==== Exercise data ====
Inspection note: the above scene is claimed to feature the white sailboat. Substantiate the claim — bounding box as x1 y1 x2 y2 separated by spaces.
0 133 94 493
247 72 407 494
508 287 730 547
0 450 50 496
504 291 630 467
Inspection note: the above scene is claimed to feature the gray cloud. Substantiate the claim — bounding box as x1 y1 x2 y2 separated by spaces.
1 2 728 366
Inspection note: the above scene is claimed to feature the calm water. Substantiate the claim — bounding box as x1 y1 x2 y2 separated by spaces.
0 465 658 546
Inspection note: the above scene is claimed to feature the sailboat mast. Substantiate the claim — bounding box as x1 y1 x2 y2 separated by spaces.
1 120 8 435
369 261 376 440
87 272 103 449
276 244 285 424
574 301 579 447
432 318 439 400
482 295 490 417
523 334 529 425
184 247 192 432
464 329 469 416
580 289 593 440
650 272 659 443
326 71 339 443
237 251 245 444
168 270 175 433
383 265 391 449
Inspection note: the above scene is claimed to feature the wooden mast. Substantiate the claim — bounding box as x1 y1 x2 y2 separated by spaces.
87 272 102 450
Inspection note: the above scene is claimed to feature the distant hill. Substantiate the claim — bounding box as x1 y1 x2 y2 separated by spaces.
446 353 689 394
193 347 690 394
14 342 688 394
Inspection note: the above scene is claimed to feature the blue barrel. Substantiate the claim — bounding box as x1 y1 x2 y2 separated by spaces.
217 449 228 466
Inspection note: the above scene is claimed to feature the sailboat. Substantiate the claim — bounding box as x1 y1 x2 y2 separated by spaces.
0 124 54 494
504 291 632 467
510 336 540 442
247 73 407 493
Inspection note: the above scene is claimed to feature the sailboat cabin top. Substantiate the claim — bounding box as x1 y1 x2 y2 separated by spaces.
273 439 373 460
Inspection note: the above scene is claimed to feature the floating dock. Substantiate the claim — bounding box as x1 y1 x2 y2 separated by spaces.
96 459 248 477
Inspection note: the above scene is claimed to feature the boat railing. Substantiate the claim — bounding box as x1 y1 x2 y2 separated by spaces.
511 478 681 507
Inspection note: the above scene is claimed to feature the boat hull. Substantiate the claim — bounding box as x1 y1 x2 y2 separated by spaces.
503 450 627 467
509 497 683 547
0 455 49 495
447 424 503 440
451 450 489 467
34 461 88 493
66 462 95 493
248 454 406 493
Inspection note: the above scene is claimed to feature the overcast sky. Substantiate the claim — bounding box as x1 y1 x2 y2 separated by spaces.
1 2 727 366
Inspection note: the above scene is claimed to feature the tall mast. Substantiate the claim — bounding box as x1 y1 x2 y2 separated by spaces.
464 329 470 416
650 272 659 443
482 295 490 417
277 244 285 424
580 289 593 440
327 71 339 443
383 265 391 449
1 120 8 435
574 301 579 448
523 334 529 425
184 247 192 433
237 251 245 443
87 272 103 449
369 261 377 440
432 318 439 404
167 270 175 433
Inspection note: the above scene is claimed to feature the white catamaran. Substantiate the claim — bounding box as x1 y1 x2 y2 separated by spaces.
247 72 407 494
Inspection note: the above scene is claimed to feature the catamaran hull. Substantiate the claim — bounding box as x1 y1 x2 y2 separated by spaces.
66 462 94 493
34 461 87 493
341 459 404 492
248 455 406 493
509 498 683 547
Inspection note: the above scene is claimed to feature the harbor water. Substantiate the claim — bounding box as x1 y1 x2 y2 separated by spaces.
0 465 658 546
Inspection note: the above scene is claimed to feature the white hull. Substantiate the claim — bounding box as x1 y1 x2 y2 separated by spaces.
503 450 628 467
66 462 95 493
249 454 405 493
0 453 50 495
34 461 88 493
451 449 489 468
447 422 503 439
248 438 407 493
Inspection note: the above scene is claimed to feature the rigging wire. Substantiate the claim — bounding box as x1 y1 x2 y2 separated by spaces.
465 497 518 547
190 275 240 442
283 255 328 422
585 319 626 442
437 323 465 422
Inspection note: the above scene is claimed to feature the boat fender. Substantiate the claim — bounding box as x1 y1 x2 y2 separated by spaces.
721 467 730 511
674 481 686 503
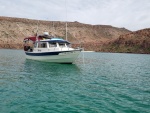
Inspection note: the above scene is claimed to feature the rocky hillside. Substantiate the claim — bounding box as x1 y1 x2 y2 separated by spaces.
102 28 150 54
0 16 130 51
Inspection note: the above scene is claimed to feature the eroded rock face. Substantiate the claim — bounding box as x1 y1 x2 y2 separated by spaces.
0 16 130 51
102 28 150 54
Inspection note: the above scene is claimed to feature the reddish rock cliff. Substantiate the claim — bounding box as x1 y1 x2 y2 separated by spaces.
102 28 150 54
0 16 130 51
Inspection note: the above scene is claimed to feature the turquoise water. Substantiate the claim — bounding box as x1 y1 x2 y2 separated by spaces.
0 49 150 113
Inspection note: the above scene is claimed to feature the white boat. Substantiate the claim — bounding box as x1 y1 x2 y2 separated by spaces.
23 33 82 64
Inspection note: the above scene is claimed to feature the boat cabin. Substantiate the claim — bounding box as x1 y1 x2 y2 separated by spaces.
24 36 71 52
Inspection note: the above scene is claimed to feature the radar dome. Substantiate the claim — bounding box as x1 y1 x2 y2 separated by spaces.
44 32 49 35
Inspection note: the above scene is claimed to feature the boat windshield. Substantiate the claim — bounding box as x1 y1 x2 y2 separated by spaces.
49 42 57 47
59 43 66 47
36 42 47 48
40 43 47 48
66 43 71 47
34 42 37 48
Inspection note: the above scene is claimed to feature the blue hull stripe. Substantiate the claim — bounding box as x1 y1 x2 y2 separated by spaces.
25 50 80 56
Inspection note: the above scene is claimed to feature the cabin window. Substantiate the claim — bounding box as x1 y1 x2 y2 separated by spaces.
49 43 57 47
59 43 66 47
66 43 71 47
34 42 38 48
38 42 47 48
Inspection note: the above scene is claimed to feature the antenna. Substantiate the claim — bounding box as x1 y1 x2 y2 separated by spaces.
36 20 39 41
66 21 67 41
52 21 56 37
65 0 68 41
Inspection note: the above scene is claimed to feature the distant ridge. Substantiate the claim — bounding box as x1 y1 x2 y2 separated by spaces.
3 16 150 54
102 28 150 54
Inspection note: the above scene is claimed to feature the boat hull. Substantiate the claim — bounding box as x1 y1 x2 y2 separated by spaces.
25 50 81 63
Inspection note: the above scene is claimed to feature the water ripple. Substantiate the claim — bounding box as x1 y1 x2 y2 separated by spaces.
0 50 150 113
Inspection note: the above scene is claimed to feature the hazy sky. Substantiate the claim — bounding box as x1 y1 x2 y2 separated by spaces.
0 0 150 31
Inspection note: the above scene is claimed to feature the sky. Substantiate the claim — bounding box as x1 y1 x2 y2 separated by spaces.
0 0 150 31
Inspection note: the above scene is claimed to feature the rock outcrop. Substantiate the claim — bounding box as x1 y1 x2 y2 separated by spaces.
102 28 150 54
0 16 130 51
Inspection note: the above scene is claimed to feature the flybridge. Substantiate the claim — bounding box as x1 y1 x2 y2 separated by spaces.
23 32 53 42
24 36 70 44
40 38 70 44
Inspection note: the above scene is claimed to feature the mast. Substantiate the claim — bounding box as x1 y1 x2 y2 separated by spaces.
36 20 39 41
35 20 40 48
66 21 67 41
65 0 68 41
53 21 55 37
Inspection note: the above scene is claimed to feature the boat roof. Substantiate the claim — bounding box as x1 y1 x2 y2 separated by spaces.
40 38 70 44
23 34 52 42
51 38 63 40
24 33 70 44
24 36 70 44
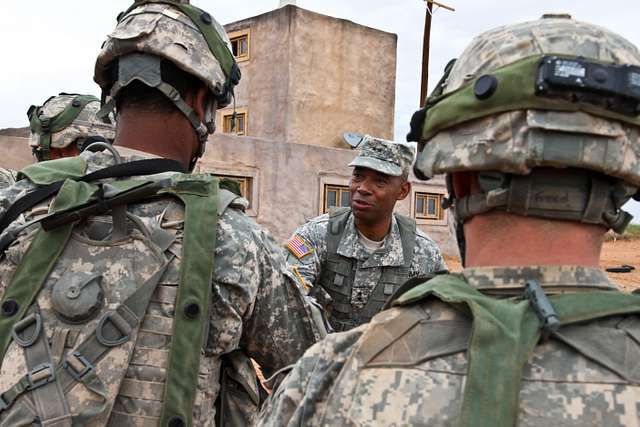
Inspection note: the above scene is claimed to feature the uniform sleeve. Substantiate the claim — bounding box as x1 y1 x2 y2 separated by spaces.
284 221 326 289
241 225 323 378
257 328 364 426
412 232 448 276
====
#### Problem description:
Please reproduce the data above word for word, skipping all images.

#### Reply:
Inspection note: the above scene is claimed to feature the white sailboat. Substantiate the claim — bounding box as x1 y1 x2 y2 separated by spaces.
0 133 94 493
247 72 407 494
508 287 730 547
0 450 50 496
504 291 630 467
Inspection note: the above scene is claimed to feature the gray cloud. Substantiate the claim — bounding box as x1 y1 x2 y2 separated by spaces.
1 2 728 366
Inspection note: the above scene is claimed to feature the calm water. Substantiate the claim — bounding box as x1 y1 x2 y2 separated by spaces.
0 465 658 546
Inspection note: the above scene is claimed to feature the sailboat mast. Substantiate the claim — bounding box as x1 y1 x2 y2 separated by spaces.
1 120 8 435
369 261 376 440
87 272 103 449
276 244 285 424
574 301 579 447
432 318 439 400
482 295 490 417
523 334 529 425
184 247 192 432
464 329 469 416
580 289 593 440
650 272 659 443
326 71 339 443
237 251 245 444
168 270 175 433
383 265 391 449
Inspection note: the above scene is claimed to feature the wooden mast. Substantiate the claim — bounding box as x1 y1 x2 y2 separated by spaces.
87 272 102 450
Inspection note: the above scene is claimed to feature the distant hill. Substantiate the claim — bounding box as x1 y1 x2 y2 separated by spaces.
446 353 689 394
193 347 690 394
14 342 688 394
Inspection note: the above scene is claimed to feature the blue barrel. Substantiate the claim — bounding box as x1 y1 x2 y2 separated by spaces.
217 449 228 466
Inspection note: the above scene is claimed to feature the sailboat. Substantiate the claim — bounding box as x1 y1 x2 y2 separated by spaces.
0 124 54 494
504 291 632 467
510 336 540 442
247 73 407 493
Inspection note: the above scene is claimed to feature the sailboat cabin top. Substantiate the claim — bounding box as x1 y1 x2 y2 separated by spaces.
273 439 373 460
Inspection note: the above scene is claimed to feature the floating dock. Substantiate the claim — bounding box as x1 y1 x2 y2 separated by spaces.
96 459 248 477
Inspection note: the above scene is claimed to feature the boat railing. Substantiate the claim — bounding box as x1 y1 x2 y2 separated by spaces.
511 478 681 507
Inspection note: the above scene is claimed to feature the boat hull. Substantiate the claim — bounding box as x1 y1 x2 y2 separated by spaces.
503 450 627 467
509 497 683 547
0 455 49 495
447 424 503 440
451 450 489 467
34 461 88 493
66 462 95 493
248 454 406 493
Inspection note: the above scene is claimed to feature the overcast sky. Substantiate the claim — bounding box as x1 y1 x2 y2 separated by spaces.
1 2 727 366
Inspection note: the above scene is claimed to feature the tall mast. Substantiate the claim — bounding box as x1 y1 x2 y2 separated by spaces.
464 329 470 416
650 272 659 443
482 295 490 417
277 244 285 424
580 289 593 440
327 71 339 443
383 265 391 449
1 120 8 435
574 301 579 448
523 334 529 425
184 247 192 433
237 251 245 443
87 272 103 449
369 261 377 440
432 318 439 404
167 270 175 433
Inspection note: the above scene is claimed to feature the white catamaran. Substantiate the claim — bounding box as x1 y1 x2 y2 separated by spaces.
247 72 407 494
Inspection note: the above scene is claimed to feature the catamaran hull. Substantiate the claim — bounding box as x1 y1 x2 y2 separated by spaces.
66 462 94 493
34 461 87 493
341 459 404 492
248 455 406 493
509 498 683 547
Inspection note: the above scene is claimed to feature the harbor water. Substantiate the claim — bounding box as x1 y1 x2 y2 separated by spaces.
0 465 658 546
Inspection note: the above scene is claimed to feature the white hull. Substantiate the claim — bounding box as x1 y1 x2 y2 separated by spaces.
503 450 628 467
66 462 95 493
249 454 405 493
0 453 50 495
34 461 88 493
451 449 489 468
447 422 503 439
248 438 407 493
Inspection note: the above scene is claimed to feature the rigging wire. Substantiate the claim — bounding box as x1 y1 x2 y2 separated by spaces.
465 497 518 547
190 275 240 442
283 255 328 422
585 319 626 442
437 323 465 422
Inspection note: the above scene is claimed to feature the boat fender. Substantiate the claim — bounding box as x1 y1 x2 y2 separated by spaces.
721 467 730 511
674 481 686 503
Inspection note: the above scene is claimed to feature the rocky hillside. Substantiate the claim — bounding box as x1 y1 x2 y2 separated by spaces.
102 28 150 54
0 16 130 51
Inspection note: the above scene is claimed to feature the eroded rock face. Substantiate the claim — bounding box as x1 y1 x2 y2 separated by spaces.
0 16 130 51
102 28 150 54
Inspection note: the above scene is claimed to feature the reddish rock cliff. Substantiate the claim — bounding box as x1 y1 x2 y2 separated by spaces.
102 28 150 54
0 16 130 51
Inspection note: the above scene is claimed to feature the turquoise water. Substantiate the claim — bounding box as x1 y1 x2 y2 separated by spaces.
0 49 150 113
Inspection note: the above scene is claimed to feature the white boat. Substantiate the claim — bounding box as x1 y1 x2 y2 separated by spaces.
23 33 82 64
Inspection note: the above scene is claimed to feature the boat cabin. Substantiate the claim — bounding box as x1 y1 x2 y2 separated by spaces.
24 36 71 52
Inspection note: the above scene is claimed to feature the radar dome. Substantiate the claim — bounding box as x1 y1 x2 y2 separated by spaces.
44 32 49 35
Inspection note: the above scene is claimed to feature the boat windshield. Substantiate the claim — bounding box as x1 y1 x2 y2 separated by spaces.
49 42 57 47
59 43 66 47
36 42 47 48
40 43 47 48
66 43 71 47
34 42 37 48
Inspection note: the above scene is claimed to feature the blue hull stripe. Substantiate the claim — bounding box as x1 y1 x2 y2 separated by spaces.
25 50 80 56
Inspection note: the above scene is claimed to feature the cabin window. Substantiate the claim — bounding box as x1 y1 x2 y2 separated by spaces.
49 43 57 47
59 43 66 47
66 43 71 47
34 42 38 48
38 42 47 48
Inspection note: the above scene is claimed to feature the antenna. Substantiate the claim — bounding box as x1 y1 x2 y2 separated by spaces.
36 20 39 41
66 21 67 41
52 21 56 37
65 0 68 41
Inspection note: the above scene is claimed to feature the distant ridge. Substantiate the claim — bounding box as x1 y1 x2 y2 separated by spaces.
3 16 150 54
102 28 150 54
Inspection note: the above scene is claimed to feature the boat hull. Substantiate the claim — bounding box as x1 y1 x2 y2 separated by spaces.
25 50 81 63
Inspection note: the above scene is claimed to feature the water ripple. Substantiate the claim — bounding box as x1 y1 x2 y2 separated by spaces.
0 50 150 113
Inspection note: the above scene is claimed to feature the hazy sky. Substantiate the claim — bounding box as x1 y1 x2 y2 separated by spaces.
0 0 150 31
Inspection note: the above scene is claimed to feature the sky. Substantiate the claim — bounding box as x1 y1 x2 y2 separated by spaces.
0 0 150 31
Inspection note: the above scene is claimed to feature the rock outcrop. Substantiate the claim — bounding box as x1 y1 x2 y2 separated by spaces.
102 28 150 54
0 16 130 51
Inspection note: the above scene is claimed to feature the flybridge. Substantiate the claim — bounding box as x1 y1 x2 y2 separated by spaces.
23 32 53 42
24 36 70 44
40 38 70 44
Inspection note: the above scene is claimed to feature the mast. Substantiate the claim — bounding box as x1 y1 x2 y2 separated by spaces.
36 20 39 41
35 20 40 48
66 21 67 41
65 0 68 41
53 21 55 37
Inspection note: the above scene is claimed to feature the boat roof. Substantiate the claim — bounding box as x1 y1 x2 y2 separated by spaces.
40 38 70 44
23 34 52 42
51 38 63 40
24 33 70 44
24 36 70 44
Inspection note: the above scene is claimed to feature the uniform sleeve. Substantiate the claim — bounding box as x1 y1 x2 y2 separated by spaces.
284 221 326 289
241 225 323 378
257 328 364 426
412 232 448 276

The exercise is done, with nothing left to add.